* **Supplied passage**

#####

The survivor annuity provided by this Paragraph shall be a single life annuity consisting of monthly payments for the life of the Eligible Surviving Spouse in an amount equal to 50% of the monthly amount that the DMG Participant would have been eligible to receive under Appendix F Section 4.2(a) as if he had retired on the date of his death under circumstances described in Appendix F Section 4.2(a) and had elected to receive a benefit for his life alone, except that no reduction shall be made (A) under Appendix F Section 4.2(b) to reflect that payment of his benefits would commence prior to his Normal Retirement Date or (B) to reflect payment of his Accumulation under Appendix F Section 6.3; provided, however, that if the Eligible Surviving Spouse is more than ten years younger than the DMG Participant, the amount of the annuity payable to such Eligible Surviving Spouse shall be reduced by one-half of one percent thereof for each year in excess of ten years difference in their ages. Payment of the survivor annuity provided by this Paragraph shall begin as of the first day of the month coinciding with or next following the later of the date of the DMG Participant’s death or the date which otherwise would have been the DMG Participant’s Normal Retirement Date and shall end with the last payment made before the death of the Eligible Surviving Spouse; provided, however, that the Eligible Surviving Spouse may elect to have the survivor annuity provided by this Paragraph commence as of the first day of the month following the DMG Participant’s death.

#####

* **Provided information**
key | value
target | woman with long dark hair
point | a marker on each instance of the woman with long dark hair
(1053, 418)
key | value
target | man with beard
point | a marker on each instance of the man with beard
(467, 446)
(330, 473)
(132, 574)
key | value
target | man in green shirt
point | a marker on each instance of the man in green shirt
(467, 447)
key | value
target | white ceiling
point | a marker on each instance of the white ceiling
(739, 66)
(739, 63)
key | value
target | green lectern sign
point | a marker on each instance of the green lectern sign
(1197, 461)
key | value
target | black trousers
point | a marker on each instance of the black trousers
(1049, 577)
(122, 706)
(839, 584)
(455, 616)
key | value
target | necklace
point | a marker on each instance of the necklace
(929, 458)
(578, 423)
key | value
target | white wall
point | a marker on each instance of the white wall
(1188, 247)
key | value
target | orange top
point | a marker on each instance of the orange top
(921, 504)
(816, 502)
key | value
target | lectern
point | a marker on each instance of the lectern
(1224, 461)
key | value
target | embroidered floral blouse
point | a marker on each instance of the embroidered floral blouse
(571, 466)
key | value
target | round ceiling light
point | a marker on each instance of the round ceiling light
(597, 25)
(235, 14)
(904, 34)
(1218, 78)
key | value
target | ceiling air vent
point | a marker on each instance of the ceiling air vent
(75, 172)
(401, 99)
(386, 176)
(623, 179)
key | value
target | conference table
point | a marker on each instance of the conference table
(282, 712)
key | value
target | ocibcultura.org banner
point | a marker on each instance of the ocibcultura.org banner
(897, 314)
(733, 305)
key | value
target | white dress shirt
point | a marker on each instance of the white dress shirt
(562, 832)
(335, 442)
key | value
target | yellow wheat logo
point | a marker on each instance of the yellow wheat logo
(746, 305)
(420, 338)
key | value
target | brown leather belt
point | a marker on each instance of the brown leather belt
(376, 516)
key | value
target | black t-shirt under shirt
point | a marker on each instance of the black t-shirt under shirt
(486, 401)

#####

* **Given problem**
In the survivor annuity passage, what percentage of the DMG Participant's eligible monthly amount does the survivor annuity equal? Rely only on the survivor annuity passage.

* **Output below**
50%